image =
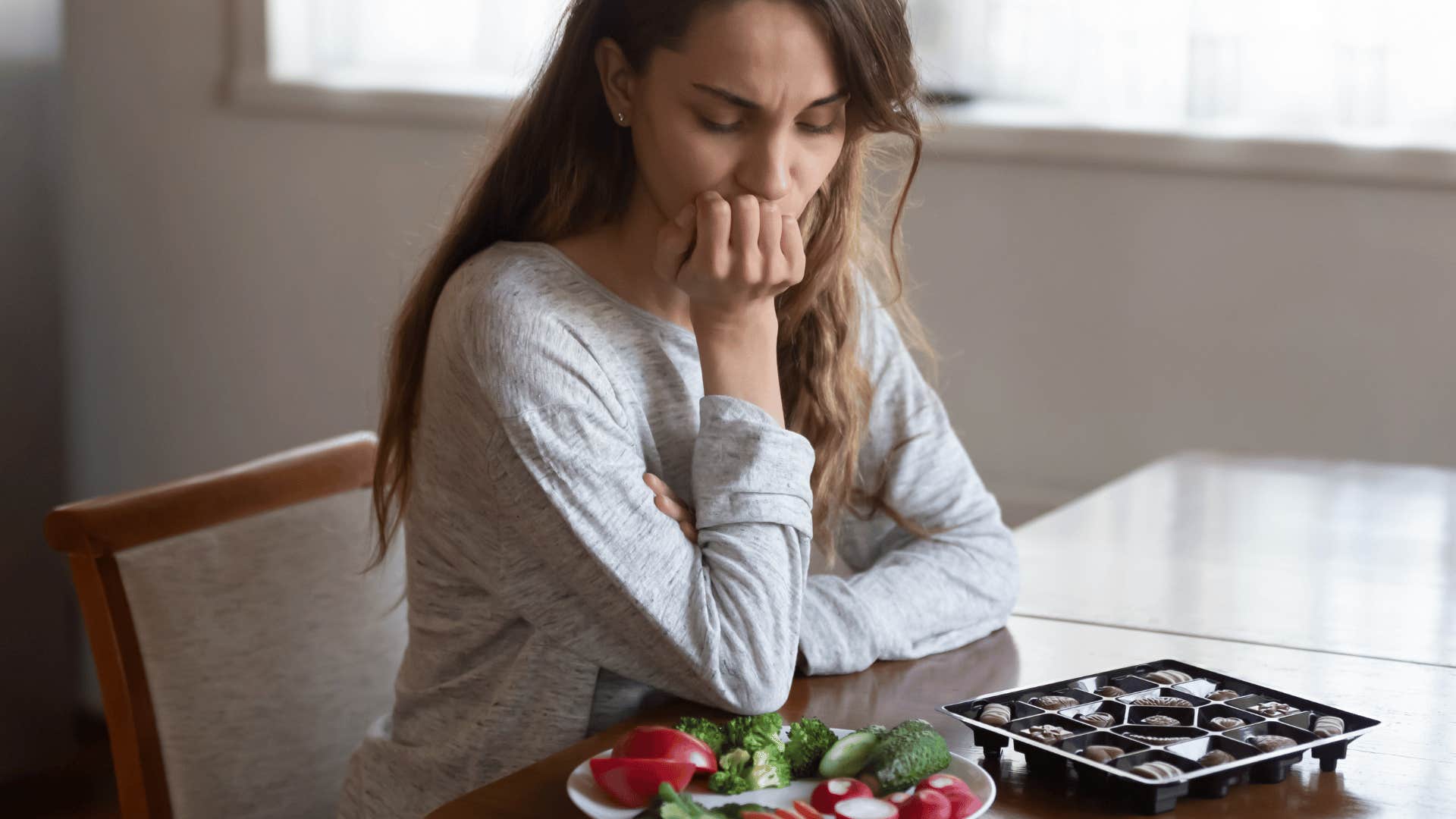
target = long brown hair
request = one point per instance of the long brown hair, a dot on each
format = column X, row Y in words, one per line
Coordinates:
column 563, row 167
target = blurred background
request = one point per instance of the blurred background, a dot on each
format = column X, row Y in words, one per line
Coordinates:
column 1142, row 226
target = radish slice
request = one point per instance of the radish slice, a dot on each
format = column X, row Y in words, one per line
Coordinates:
column 807, row 811
column 867, row 808
column 832, row 792
column 954, row 789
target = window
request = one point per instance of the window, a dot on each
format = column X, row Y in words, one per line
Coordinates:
column 469, row 47
column 1347, row 71
column 1353, row 89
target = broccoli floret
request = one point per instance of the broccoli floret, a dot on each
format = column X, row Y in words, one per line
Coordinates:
column 731, row 776
column 769, row 770
column 742, row 727
column 808, row 741
column 881, row 732
column 762, row 742
column 707, row 730
column 736, row 811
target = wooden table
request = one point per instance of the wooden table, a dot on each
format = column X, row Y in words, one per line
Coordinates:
column 1329, row 580
column 1402, row 768
column 1346, row 557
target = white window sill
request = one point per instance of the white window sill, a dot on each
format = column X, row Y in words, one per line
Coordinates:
column 973, row 133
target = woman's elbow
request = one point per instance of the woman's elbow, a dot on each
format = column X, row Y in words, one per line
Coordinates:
column 761, row 695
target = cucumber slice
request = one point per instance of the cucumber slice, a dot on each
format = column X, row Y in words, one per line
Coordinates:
column 848, row 757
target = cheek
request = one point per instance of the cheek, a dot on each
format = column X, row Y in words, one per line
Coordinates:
column 682, row 161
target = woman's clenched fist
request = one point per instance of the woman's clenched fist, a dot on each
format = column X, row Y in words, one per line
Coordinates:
column 731, row 257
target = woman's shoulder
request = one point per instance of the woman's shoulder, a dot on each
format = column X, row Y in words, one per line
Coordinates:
column 514, row 321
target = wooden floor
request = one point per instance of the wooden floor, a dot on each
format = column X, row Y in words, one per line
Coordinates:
column 82, row 789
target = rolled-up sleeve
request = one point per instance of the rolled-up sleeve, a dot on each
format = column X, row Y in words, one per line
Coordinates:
column 921, row 595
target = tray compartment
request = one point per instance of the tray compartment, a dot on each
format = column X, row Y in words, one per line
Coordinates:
column 1138, row 713
column 1274, row 764
column 1191, row 698
column 1216, row 783
column 1109, row 707
column 1152, row 796
column 1209, row 713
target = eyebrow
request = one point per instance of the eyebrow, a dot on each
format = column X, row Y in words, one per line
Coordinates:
column 753, row 105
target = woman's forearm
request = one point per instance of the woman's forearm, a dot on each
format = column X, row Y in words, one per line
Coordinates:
column 740, row 357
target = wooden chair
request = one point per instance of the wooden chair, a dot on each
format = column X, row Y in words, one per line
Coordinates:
column 240, row 651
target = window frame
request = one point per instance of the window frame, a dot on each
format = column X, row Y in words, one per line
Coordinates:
column 963, row 133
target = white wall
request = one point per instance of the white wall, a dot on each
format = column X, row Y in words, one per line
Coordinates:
column 232, row 276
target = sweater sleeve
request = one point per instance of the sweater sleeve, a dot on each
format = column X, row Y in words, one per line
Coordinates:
column 921, row 596
column 571, row 539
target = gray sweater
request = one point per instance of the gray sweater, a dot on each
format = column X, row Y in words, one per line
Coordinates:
column 549, row 598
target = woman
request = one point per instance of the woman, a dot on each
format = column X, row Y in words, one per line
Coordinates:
column 651, row 319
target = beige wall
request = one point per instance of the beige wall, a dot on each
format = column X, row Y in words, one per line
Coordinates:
column 38, row 632
column 231, row 279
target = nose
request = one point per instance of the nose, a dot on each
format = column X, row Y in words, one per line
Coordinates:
column 766, row 169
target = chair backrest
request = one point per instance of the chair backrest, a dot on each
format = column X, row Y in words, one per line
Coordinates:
column 240, row 651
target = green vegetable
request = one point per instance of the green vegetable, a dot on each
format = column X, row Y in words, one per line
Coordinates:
column 764, row 725
column 731, row 776
column 881, row 732
column 672, row 805
column 707, row 730
column 769, row 770
column 910, row 751
column 848, row 755
column 808, row 741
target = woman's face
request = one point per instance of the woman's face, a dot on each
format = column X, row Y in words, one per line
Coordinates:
column 753, row 104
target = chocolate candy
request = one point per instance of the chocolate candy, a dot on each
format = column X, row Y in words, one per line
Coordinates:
column 1329, row 726
column 1215, row 758
column 1156, row 739
column 1272, row 742
column 1103, row 752
column 996, row 714
column 1164, row 701
column 1047, row 733
column 1273, row 708
column 1052, row 703
column 1158, row 770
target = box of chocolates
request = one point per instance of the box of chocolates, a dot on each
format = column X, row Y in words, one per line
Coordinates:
column 1156, row 732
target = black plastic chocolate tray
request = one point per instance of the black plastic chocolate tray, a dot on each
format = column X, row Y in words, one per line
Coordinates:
column 1180, row 738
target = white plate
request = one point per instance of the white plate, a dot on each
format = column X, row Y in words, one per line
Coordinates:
column 595, row 802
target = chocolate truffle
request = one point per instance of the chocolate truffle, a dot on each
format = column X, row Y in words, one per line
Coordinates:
column 1052, row 703
column 996, row 714
column 1329, row 726
column 1273, row 708
column 1164, row 701
column 1047, row 733
column 1103, row 752
column 1158, row 770
column 1272, row 742
column 1215, row 758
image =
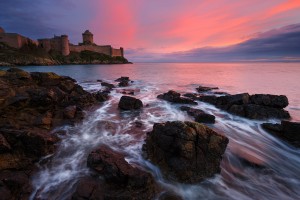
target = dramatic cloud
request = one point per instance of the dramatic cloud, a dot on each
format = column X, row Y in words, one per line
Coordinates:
column 152, row 29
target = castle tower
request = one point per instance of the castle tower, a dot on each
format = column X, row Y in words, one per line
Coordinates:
column 87, row 37
column 2, row 30
column 65, row 48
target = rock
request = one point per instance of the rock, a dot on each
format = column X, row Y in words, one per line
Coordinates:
column 287, row 131
column 275, row 101
column 169, row 196
column 200, row 115
column 31, row 106
column 206, row 89
column 4, row 145
column 108, row 85
column 291, row 130
column 128, row 91
column 187, row 152
column 193, row 96
column 101, row 96
column 130, row 103
column 70, row 111
column 175, row 97
column 243, row 105
column 253, row 111
column 123, row 179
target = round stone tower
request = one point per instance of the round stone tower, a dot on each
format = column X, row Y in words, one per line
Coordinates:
column 2, row 30
column 65, row 48
column 87, row 37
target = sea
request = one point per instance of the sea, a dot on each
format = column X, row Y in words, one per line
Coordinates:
column 276, row 174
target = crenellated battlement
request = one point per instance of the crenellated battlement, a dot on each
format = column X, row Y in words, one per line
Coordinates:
column 61, row 44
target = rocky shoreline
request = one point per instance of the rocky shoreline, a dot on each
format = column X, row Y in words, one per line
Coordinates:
column 33, row 104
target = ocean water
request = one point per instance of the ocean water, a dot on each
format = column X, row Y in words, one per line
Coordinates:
column 279, row 178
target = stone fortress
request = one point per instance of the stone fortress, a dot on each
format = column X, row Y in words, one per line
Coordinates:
column 60, row 44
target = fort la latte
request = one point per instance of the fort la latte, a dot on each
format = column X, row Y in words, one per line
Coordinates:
column 60, row 43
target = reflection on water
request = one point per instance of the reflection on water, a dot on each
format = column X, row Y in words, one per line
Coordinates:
column 272, row 78
column 255, row 165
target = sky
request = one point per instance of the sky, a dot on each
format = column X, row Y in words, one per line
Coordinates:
column 167, row 30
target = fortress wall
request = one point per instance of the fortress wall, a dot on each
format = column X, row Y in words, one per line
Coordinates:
column 117, row 52
column 15, row 40
column 65, row 49
column 45, row 44
column 10, row 39
column 99, row 49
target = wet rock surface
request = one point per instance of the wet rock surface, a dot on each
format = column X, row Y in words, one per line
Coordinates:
column 130, row 103
column 287, row 131
column 31, row 105
column 257, row 106
column 121, row 180
column 187, row 152
column 175, row 97
column 199, row 115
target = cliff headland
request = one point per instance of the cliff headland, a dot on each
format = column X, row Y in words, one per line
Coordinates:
column 17, row 50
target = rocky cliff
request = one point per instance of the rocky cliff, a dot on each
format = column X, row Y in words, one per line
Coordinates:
column 33, row 55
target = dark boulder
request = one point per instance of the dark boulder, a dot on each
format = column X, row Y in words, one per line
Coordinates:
column 253, row 107
column 291, row 130
column 253, row 111
column 287, row 131
column 187, row 152
column 199, row 115
column 130, row 103
column 175, row 97
column 122, row 180
column 275, row 101
column 206, row 89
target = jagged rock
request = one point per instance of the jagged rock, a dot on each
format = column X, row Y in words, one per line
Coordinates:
column 70, row 111
column 101, row 96
column 193, row 96
column 31, row 106
column 4, row 145
column 187, row 152
column 122, row 78
column 254, row 107
column 122, row 181
column 275, row 101
column 130, row 103
column 206, row 89
column 199, row 115
column 287, row 131
column 175, row 97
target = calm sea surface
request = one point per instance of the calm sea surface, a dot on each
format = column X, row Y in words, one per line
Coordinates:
column 279, row 174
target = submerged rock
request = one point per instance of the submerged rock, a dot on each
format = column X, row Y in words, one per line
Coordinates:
column 275, row 101
column 258, row 106
column 121, row 180
column 187, row 152
column 199, row 115
column 175, row 97
column 31, row 106
column 130, row 103
column 108, row 85
column 287, row 131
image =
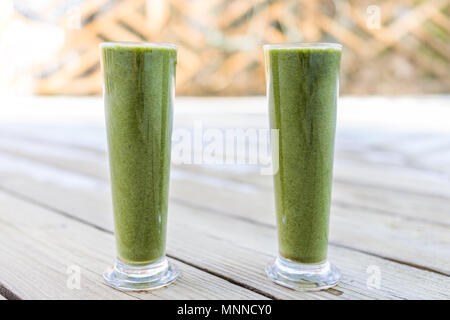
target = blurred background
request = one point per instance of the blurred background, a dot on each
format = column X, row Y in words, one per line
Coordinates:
column 49, row 47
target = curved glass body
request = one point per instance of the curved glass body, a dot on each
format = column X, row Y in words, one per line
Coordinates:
column 139, row 81
column 302, row 90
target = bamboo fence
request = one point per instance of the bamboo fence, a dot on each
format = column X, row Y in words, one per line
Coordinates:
column 390, row 47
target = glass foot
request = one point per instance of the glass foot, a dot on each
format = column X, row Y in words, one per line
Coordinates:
column 147, row 277
column 303, row 277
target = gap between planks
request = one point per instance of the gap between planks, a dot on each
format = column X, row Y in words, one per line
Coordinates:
column 412, row 264
column 245, row 256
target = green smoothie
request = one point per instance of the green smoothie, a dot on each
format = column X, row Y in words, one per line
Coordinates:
column 139, row 94
column 303, row 90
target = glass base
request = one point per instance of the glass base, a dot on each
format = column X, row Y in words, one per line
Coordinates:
column 147, row 277
column 303, row 277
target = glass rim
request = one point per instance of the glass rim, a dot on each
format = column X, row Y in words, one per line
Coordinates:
column 136, row 44
column 305, row 45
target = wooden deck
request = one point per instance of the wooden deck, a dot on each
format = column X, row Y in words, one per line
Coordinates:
column 390, row 210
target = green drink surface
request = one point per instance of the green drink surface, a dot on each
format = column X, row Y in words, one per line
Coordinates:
column 303, row 90
column 138, row 92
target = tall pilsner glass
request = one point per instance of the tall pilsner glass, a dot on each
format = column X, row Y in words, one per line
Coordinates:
column 302, row 89
column 139, row 81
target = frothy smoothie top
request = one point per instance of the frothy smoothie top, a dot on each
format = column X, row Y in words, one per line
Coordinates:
column 138, row 45
column 303, row 45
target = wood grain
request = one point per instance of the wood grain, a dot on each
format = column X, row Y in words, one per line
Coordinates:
column 430, row 248
column 43, row 246
column 224, row 245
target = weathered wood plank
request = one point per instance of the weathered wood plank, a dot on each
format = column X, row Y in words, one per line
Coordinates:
column 225, row 245
column 392, row 233
column 45, row 247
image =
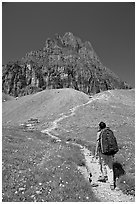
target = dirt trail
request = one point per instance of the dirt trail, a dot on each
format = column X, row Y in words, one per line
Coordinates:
column 102, row 191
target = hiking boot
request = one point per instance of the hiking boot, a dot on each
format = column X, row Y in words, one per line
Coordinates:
column 102, row 179
column 117, row 188
column 90, row 179
column 112, row 187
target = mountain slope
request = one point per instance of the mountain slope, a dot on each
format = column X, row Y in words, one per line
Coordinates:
column 63, row 62
column 43, row 169
column 42, row 105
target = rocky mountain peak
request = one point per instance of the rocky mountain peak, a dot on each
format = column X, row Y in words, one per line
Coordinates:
column 64, row 62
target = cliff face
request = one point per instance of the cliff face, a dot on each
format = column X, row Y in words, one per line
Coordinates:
column 64, row 62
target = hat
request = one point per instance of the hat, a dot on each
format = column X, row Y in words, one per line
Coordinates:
column 102, row 125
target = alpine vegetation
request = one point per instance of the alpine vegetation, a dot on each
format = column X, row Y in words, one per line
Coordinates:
column 63, row 62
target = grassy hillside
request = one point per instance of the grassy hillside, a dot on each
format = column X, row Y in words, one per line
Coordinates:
column 45, row 106
column 37, row 168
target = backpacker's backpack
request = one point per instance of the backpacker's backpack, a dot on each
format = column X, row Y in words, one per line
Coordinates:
column 107, row 142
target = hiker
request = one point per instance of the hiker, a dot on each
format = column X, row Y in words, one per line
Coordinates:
column 105, row 152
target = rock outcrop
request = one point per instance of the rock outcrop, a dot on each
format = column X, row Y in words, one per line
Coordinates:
column 63, row 62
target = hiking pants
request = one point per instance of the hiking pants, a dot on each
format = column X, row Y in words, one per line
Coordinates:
column 106, row 167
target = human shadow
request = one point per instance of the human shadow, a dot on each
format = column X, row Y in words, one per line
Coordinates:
column 118, row 170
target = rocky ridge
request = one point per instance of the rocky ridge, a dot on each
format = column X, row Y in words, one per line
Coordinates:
column 63, row 62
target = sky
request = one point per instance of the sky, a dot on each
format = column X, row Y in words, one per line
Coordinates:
column 109, row 26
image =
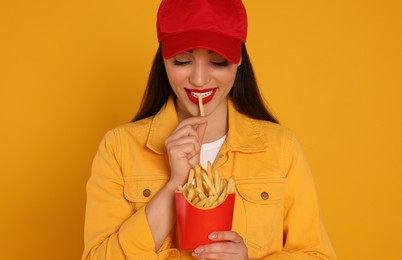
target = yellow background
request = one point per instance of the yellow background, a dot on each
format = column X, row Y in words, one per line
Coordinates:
column 71, row 70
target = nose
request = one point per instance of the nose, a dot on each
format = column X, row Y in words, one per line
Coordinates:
column 199, row 75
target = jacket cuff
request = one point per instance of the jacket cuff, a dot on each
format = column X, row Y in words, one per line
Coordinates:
column 135, row 237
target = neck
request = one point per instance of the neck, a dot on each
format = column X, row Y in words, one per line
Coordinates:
column 217, row 124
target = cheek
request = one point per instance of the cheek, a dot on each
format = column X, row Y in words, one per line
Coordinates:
column 175, row 76
column 226, row 77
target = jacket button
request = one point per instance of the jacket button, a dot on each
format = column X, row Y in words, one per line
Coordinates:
column 146, row 193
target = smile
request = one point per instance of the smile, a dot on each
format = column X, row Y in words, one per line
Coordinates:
column 203, row 95
column 206, row 94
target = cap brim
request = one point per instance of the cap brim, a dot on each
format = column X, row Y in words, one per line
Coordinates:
column 228, row 47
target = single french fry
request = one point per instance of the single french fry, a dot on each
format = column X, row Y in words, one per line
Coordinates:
column 209, row 170
column 202, row 202
column 210, row 201
column 198, row 177
column 201, row 106
column 201, row 194
column 224, row 183
column 209, row 183
column 230, row 185
column 191, row 194
column 195, row 200
column 223, row 195
column 217, row 182
column 190, row 177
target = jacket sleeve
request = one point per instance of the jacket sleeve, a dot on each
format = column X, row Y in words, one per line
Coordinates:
column 112, row 229
column 304, row 233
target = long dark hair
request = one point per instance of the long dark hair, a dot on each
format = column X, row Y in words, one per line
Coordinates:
column 244, row 94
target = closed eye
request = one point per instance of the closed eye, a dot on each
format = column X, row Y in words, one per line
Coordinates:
column 180, row 63
column 220, row 64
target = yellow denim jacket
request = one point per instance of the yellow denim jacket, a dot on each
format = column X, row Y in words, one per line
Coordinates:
column 131, row 166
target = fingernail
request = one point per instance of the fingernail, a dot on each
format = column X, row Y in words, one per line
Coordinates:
column 198, row 250
column 212, row 236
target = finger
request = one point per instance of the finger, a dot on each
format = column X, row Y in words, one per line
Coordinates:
column 182, row 131
column 226, row 236
column 185, row 150
column 192, row 121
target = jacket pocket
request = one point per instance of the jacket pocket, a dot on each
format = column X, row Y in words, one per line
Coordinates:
column 139, row 190
column 262, row 201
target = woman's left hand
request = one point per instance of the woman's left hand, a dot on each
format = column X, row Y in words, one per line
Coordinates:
column 229, row 245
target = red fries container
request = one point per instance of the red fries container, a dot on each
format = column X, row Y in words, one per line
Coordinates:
column 194, row 224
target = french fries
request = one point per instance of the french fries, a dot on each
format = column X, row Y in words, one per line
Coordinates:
column 201, row 106
column 206, row 189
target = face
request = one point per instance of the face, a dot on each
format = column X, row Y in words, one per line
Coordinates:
column 200, row 72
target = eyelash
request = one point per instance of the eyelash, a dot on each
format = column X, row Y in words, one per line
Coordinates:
column 218, row 64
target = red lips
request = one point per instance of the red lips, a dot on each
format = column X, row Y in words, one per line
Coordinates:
column 200, row 91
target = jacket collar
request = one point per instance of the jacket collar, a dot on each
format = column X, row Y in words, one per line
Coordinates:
column 244, row 134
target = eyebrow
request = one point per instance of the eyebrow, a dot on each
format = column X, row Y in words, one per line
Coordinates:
column 209, row 51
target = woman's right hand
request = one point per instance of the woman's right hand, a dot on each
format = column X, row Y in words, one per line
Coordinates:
column 183, row 147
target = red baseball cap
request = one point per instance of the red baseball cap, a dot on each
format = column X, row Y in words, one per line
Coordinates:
column 216, row 25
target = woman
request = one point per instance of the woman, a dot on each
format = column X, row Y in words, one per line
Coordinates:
column 139, row 166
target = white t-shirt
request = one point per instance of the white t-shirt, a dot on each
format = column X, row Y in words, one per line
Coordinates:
column 210, row 150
• • • • • • •
*TASK REQUIREMENTS*
Repeat exactly, and only, the lines from the line with "target = eyelash" through the end of the listing above, both ends included.

*RESPONSE TO THIS EXERCISE*
target = eyelash
request = one point per instance of the eyelash, a dot on each
format = column X, row Y in words, one per line
Coordinates:
column 218, row 64
target = red lips
request = one point per instance of the red lips, a dot on each
format = column X, row Y in words, one per line
Coordinates:
column 200, row 91
target = jacket collar
request = one point per instance of the jacket collar, a dot on each
format = column X, row Y in words, one per line
Coordinates:
column 244, row 134
target = eyebrow
request = one point per instance of the eyebrow, a dot on each
format = column X, row Y in words, one per line
Coordinates:
column 209, row 51
target = woman's right hand
request = one point per instance of the woman's right hand, a dot on each
format = column X, row Y in words, one per line
Coordinates:
column 183, row 147
target = red baseball cap
request = one point per instance of the red baseball cap, a dot on each
format = column X, row Y in words, one per line
Coordinates:
column 216, row 25
target = woman
request = one point per instance of the woman, a dot on each
format = column X, row Y in words, one per line
Coordinates:
column 139, row 166
target = white t-shirt
request = one point per instance of the white t-shirt, a dot on each
format = column X, row Y in words, one per line
Coordinates:
column 210, row 150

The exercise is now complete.